◆ **TEXTE SOURCE**

==========

Suivez mon regard : deux groupes, Hachette et Editis, et en arrière-plan, deux milliardaires, Vincent Bolloré et Daniel Křetínský, qui bâtissent en parallèle des empires éditoriaux et médiatiques, suscitant de vives inquiétudes chez les concurrents, mais également parmi les auteurs, qui redoutent une menace sur la liberté et la diversité éditoriales. Vincent Bolloré, dont les positions idéologiques penchent à droite, on le sait, accompagne ses acquisitions successives de médias – ITélé devenu CNews, Europe 1, et plus récemment Le Journal du Dimanche – d'une ligne conservatrice marquée, qui divise largement.
Afin de justifier leur requête, soit d'intégrer le secteur aux EGI, la CPE avait mis en évidence qu’une part importante de la production littéraire contribue à l’information libre du public. En outre, avec Hachette et Editis, il existe à présent une convergence entre le secteur de l’édition et des médias. L'arrivée prochaine de Réel TV, portée par CMI France, ne fait que valider cette analyse.
Parmi les mesures proposées, la création d’une « clause de conscience ». Pratiquement, il aurait fallu inclure le secteur de l'édition dans la législation limitant la concentration des médias. La loi relative à la liberté de communication de 1986, dite loi Léotard, impose notamment des restrictions à la propriété croisée des médias : une entreprise de télévision ne peut pas détenir plus qu’un certain pourcentage d’une entreprise de radio, et inversement. L'objectif de cette loi est d'assurer la diversité des sources d’information pour les citoyens et d'éviter des situations de monopole pouvant nuire au débat démocratique.
C’est l’Arcom, anciennement le CSA, qui est chargée de son application. Elle veille à la diversité des opérateurs et à une répartition équitable des fréquences. Par exemple, une même personne ou entreprise ne peut pas posséder des chaînes de télévision cumulant plus qu’un certain pourcentage de l’audience nationale. De même, un opérateur ne peut détenir plus de sept licences de radio FM dans une même zone ou plus de trois licences si cela couvre une population de plus de 150 millions de personnes.
Des dispositions existent également pour empêcher qu’une même entité contrôle simultanément un quotidien de presse régionale, une chaîne de télévision et une station de radio couvrant le même périmètre local. L’émergence des médias numériques et des plateformes en ligne a conduit certains observateurs à plaider pour une réforme de cette loi, jugée trop ancrée dans le contexte des années 1980-1990, voire des années 2000.

==========

◆ **DONNÉES FOURNIES**
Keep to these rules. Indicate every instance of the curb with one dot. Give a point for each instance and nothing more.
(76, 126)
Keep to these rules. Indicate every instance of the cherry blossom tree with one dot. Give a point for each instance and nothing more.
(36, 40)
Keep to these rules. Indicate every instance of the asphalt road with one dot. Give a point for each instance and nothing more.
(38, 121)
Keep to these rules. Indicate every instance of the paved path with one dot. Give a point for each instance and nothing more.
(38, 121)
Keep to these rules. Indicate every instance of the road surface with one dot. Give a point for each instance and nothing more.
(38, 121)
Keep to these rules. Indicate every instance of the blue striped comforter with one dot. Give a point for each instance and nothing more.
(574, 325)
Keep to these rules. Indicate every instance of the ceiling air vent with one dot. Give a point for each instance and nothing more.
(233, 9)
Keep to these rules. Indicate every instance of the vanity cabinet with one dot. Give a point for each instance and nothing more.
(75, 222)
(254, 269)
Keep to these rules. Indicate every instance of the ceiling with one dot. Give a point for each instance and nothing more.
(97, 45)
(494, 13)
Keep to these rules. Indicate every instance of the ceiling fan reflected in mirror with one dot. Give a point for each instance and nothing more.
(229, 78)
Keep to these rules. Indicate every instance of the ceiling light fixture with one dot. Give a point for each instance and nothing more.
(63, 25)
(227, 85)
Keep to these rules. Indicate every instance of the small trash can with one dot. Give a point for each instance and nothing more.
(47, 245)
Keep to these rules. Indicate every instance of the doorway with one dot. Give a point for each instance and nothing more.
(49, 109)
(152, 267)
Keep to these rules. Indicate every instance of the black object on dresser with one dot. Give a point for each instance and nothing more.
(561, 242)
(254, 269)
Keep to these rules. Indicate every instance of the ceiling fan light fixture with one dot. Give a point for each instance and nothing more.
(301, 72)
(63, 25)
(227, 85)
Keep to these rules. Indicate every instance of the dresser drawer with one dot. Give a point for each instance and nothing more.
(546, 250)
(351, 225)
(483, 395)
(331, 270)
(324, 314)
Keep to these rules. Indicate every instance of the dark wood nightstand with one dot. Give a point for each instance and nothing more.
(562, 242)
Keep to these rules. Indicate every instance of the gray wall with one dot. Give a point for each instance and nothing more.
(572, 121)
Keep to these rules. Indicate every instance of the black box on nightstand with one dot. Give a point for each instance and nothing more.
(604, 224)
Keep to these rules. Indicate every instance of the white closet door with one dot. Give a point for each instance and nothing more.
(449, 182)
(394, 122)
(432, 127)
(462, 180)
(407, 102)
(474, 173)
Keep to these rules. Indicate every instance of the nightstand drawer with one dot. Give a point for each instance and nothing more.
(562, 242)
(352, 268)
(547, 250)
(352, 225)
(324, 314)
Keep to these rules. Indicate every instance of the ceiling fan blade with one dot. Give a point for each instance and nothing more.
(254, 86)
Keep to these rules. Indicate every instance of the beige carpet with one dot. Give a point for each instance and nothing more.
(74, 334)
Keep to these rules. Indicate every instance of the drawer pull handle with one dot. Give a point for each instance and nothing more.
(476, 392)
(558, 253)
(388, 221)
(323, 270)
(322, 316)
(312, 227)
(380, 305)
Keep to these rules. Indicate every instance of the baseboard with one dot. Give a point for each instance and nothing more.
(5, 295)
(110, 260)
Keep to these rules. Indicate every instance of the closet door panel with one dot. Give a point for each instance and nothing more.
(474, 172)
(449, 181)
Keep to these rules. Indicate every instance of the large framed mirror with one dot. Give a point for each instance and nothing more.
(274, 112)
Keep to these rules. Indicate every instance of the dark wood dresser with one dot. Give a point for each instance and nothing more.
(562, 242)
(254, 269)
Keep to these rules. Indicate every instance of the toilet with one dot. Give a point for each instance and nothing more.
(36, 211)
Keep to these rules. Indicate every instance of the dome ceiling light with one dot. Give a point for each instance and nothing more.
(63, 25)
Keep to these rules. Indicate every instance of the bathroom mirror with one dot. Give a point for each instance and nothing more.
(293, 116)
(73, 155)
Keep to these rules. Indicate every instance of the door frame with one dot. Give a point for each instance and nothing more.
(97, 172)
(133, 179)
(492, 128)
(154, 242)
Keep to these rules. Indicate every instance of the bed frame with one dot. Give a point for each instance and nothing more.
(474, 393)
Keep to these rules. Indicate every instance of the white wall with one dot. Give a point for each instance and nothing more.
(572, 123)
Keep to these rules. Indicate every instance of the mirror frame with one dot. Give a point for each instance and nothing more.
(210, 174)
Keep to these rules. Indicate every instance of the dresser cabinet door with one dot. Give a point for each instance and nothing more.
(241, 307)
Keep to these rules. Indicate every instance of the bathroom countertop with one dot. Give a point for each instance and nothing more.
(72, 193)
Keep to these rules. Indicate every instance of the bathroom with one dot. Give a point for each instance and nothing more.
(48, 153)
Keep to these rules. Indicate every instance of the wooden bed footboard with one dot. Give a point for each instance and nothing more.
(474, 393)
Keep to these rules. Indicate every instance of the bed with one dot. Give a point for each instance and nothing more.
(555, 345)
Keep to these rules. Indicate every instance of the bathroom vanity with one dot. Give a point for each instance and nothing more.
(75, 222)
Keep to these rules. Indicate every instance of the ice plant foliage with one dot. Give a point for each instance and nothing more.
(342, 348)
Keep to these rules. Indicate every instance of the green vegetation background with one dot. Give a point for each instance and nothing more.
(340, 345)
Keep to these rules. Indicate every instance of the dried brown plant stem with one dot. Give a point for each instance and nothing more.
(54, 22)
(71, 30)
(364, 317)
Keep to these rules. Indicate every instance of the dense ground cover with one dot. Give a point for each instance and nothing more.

==========

◆ **CONSIGNE**
Ressaisissez à l'identique, dans le texte sur la concentration des médias, tout ce qui va de « Des dispositions existent » jusqu'à « des années 2000. ».

◆ **CORRIGÉ**
Des dispositions existent également pour empêcher qu’une même entité contrôle simultanément un quotidien de presse régionale, une chaîne de télévision et une station de radio couvrant le même périmètre local. L’émergence des médias numériques et des plateformes en ligne a conduit certains observateurs à plaider pour une réforme de cette loi, jugée trop ancrée dans le contexte des années 1980-1990, voire des années 2000.